Exercise set:
1 – In the news report below on Pennsylvania's budget impasse, what reason do Republicans give for passing the stopgap budget? Answer in one to three sentences.
2 – Continue the news report below on Pennsylvania's budget impasse from the point at which it ends.

Source text:
HARRISBURG, Pa. (WHTM) – Pennsylvania has been without a budget for 82 days. On Monday, the State House will be back in session so lawmakers will work to find a solution for schools and non-profits feeling the pinch.
State representatives will meet at 1 p.m. and begin negotiating a stopgap budget. Last Friday, it passed the Pennsylvania Senate with a 30-to-19 party-line vote.
The $11 billion stopgap budget is a short-term spending plan that would give some state funding to schools and social services. It would provide four months of funding from the start of the fiscal year on July 1 through November 1. The stopgap budget would also release $24 billion in federal funds.
Governor Tom Wolf has already threatened to veto it. Wolf and Senate Democratic Leader Jay Costa say lawmakers need to come up with a long-term budget, not a temporary fix.
“I find it the height of hypocrisy when Republicans stand up and say that they’re worried about non-profits when for the past four year, they have been gutting and cutting those agencies, forcing services to be reduced, and not having those services be able to be provided in the communities because think that they need to put together a budget that is built on nothing but assumptions that are inaccurate.” said Costa, (D) Allegheny County.
Republicans say the stopgap budget needs to be passed because non-profits are suffering due to the budget impasse.

Given information:
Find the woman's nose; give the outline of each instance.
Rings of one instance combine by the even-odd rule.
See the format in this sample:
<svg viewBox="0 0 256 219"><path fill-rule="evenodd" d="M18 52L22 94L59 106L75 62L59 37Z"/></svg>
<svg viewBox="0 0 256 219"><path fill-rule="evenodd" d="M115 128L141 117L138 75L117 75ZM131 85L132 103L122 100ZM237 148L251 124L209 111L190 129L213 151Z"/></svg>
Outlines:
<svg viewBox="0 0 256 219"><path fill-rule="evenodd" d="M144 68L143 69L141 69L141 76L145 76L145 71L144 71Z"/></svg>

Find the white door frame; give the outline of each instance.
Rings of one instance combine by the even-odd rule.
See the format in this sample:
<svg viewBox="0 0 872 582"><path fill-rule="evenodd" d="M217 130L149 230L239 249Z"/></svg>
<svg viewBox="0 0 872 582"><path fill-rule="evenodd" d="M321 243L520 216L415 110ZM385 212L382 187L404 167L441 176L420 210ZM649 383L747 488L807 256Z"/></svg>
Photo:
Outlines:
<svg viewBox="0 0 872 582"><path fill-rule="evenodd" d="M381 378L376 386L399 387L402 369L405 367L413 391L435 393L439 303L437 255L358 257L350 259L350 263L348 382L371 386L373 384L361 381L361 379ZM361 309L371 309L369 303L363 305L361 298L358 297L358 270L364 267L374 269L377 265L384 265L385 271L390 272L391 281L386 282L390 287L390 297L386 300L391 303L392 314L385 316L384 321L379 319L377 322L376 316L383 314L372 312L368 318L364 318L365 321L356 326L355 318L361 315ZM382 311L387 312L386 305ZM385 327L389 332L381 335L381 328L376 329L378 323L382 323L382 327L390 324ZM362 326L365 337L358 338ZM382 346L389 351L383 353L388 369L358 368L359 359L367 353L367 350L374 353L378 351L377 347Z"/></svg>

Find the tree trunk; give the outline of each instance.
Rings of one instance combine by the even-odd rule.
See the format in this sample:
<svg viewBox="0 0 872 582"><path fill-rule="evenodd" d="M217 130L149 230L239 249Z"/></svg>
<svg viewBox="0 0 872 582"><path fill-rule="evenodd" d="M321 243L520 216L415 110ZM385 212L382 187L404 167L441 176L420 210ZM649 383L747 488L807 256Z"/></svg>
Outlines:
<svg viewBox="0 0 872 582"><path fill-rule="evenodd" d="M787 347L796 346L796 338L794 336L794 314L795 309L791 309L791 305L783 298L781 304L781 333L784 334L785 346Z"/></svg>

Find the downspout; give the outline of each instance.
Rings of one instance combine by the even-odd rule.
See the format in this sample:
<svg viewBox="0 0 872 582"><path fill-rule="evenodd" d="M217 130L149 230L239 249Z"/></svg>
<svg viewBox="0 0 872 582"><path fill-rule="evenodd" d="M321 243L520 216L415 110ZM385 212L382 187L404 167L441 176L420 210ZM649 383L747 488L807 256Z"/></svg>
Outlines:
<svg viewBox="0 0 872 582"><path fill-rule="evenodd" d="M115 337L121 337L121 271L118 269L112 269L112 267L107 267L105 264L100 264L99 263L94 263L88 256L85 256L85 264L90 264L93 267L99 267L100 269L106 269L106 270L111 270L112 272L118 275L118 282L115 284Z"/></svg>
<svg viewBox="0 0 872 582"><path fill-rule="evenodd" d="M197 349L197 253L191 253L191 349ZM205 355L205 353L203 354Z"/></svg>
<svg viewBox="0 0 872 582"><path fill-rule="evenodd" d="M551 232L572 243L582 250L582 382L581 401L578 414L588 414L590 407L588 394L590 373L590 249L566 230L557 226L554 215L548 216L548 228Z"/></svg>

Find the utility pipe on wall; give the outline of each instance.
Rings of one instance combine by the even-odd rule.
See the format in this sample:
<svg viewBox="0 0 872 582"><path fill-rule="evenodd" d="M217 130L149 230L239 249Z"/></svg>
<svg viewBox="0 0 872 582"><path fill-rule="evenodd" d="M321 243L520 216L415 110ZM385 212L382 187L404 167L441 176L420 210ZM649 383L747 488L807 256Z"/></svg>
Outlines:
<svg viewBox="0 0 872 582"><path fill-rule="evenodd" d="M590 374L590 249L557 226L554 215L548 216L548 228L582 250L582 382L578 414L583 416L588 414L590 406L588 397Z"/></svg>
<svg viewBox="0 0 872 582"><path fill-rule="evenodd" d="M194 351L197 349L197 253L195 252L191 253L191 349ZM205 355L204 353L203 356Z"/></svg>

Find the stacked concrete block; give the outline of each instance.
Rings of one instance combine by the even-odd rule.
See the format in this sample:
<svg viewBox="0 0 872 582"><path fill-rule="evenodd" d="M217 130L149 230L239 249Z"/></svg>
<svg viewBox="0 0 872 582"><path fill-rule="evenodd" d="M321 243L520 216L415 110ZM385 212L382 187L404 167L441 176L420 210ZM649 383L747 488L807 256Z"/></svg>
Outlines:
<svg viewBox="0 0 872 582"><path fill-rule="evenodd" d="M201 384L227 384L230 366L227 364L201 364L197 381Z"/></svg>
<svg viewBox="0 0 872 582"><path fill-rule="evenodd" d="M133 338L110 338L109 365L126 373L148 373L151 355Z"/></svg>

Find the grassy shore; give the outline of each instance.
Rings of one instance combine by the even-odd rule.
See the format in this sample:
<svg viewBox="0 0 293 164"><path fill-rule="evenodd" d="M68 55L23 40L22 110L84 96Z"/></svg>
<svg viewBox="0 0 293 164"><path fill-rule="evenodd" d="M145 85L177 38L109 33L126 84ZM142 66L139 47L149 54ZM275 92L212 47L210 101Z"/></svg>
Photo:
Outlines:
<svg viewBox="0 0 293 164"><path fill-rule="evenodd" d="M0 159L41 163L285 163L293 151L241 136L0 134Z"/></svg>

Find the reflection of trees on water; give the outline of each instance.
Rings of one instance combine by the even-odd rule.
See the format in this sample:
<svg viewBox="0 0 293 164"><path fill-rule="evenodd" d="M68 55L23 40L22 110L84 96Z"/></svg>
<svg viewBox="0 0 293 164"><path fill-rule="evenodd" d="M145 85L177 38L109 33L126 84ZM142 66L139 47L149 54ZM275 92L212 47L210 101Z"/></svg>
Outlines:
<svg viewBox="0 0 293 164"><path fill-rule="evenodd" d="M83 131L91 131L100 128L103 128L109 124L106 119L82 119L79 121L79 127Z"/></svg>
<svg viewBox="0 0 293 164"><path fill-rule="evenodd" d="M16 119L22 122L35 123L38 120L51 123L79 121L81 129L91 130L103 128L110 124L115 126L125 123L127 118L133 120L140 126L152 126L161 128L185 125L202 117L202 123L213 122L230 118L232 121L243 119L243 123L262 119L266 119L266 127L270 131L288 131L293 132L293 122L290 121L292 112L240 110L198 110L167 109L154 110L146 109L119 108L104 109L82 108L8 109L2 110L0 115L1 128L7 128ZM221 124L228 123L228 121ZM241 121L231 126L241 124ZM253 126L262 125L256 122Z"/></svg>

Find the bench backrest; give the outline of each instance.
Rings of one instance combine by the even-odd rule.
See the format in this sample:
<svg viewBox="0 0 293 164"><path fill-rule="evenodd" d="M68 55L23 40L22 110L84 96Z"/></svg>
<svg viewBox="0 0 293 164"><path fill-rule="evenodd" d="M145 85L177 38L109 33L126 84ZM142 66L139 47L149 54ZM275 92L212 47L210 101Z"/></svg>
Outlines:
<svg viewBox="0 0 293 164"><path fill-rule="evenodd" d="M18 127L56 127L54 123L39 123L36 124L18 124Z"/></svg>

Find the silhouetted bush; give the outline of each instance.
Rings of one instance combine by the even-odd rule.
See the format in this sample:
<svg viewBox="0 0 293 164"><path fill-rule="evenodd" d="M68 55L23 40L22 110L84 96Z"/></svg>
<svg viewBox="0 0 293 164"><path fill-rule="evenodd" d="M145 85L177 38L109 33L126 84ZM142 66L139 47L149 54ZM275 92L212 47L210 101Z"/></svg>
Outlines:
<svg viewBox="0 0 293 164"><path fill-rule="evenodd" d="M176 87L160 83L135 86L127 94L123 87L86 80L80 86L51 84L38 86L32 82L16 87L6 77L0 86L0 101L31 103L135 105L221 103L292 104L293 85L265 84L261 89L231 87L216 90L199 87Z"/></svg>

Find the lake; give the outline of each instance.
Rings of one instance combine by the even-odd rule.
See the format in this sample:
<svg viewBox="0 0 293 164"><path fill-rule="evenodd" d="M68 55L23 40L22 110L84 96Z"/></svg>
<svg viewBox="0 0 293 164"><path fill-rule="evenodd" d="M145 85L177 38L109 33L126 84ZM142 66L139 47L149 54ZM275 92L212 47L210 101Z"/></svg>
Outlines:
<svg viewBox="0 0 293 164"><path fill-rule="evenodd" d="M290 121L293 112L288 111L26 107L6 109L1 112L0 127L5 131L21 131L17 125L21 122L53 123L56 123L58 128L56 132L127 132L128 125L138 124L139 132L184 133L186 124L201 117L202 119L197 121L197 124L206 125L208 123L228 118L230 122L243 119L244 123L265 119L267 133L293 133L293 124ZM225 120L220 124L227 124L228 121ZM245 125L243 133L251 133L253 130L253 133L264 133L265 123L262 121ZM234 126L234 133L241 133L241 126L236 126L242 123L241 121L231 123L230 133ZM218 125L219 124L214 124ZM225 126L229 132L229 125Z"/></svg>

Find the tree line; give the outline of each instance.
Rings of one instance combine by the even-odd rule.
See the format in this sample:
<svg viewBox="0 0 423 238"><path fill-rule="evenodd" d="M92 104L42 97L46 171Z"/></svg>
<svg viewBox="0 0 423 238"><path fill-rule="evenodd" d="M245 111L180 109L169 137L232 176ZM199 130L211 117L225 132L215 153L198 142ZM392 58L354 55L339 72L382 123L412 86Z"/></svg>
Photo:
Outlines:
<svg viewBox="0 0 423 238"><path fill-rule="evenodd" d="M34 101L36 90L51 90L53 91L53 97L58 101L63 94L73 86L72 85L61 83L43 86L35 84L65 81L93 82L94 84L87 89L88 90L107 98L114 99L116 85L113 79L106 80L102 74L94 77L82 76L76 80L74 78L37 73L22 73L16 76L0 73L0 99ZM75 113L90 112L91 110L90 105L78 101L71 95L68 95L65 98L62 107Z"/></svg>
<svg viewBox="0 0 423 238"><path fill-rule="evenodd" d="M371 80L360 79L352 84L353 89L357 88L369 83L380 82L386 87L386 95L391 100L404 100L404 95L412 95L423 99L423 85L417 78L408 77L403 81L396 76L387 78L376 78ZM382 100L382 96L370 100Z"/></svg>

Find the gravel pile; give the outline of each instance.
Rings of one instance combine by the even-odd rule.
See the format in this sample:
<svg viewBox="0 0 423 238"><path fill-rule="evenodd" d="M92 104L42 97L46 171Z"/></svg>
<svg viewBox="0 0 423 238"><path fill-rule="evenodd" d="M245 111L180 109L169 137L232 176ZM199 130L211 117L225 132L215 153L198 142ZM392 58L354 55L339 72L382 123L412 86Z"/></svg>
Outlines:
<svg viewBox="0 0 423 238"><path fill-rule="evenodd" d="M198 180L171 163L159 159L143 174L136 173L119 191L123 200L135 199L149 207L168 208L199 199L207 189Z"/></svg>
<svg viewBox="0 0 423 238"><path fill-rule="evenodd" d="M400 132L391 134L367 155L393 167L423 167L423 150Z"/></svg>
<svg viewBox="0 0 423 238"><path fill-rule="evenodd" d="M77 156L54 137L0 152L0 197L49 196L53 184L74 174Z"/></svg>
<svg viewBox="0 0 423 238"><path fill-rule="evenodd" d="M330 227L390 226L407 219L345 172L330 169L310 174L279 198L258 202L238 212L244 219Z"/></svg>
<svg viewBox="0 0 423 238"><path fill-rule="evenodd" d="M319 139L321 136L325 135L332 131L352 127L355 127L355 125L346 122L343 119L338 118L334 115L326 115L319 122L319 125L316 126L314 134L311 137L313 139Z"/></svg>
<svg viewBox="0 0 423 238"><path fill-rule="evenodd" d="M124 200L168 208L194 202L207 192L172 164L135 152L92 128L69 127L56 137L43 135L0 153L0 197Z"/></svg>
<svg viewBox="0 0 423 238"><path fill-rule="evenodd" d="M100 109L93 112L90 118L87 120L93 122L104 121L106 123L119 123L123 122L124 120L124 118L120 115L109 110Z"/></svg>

Outputs in order:
1 – Republicans say the stopgap budget needs to be passed because non-profits are suffering due to the budget impasse.

2 –
“Rape crisis centers, cancer centers, children and youth services, and on and on and on are, if they’re able to, are either going to have to shut down or borrow money and pay interest on the dollars because they’re not getting any dollars from the state. The Governor’s been opposing that, and I don’t understand,” said Rep. Stan Saylor, (R) York County.
Saylor said he believes the state will be without a budget until around Christmas.
“I don’t think holding children and cancer patients and rape victims hostage to budget negotiations, which no governor has ever done, no governor I repeat has ever done, is the right thing to do,” Saylor said.
Costa said he believes the Pennsylvania House will pass the stopgap budget within the next few weeks, and the Governor will veto it. Then legislators will have to go back to the drawing board.
“My hope is though and we believe that we’ll continue to have conversations and negotiations over the course of the next couple weeks trying to refine possibly some of the proposals that are on the table and getting to a solution,” Costa said.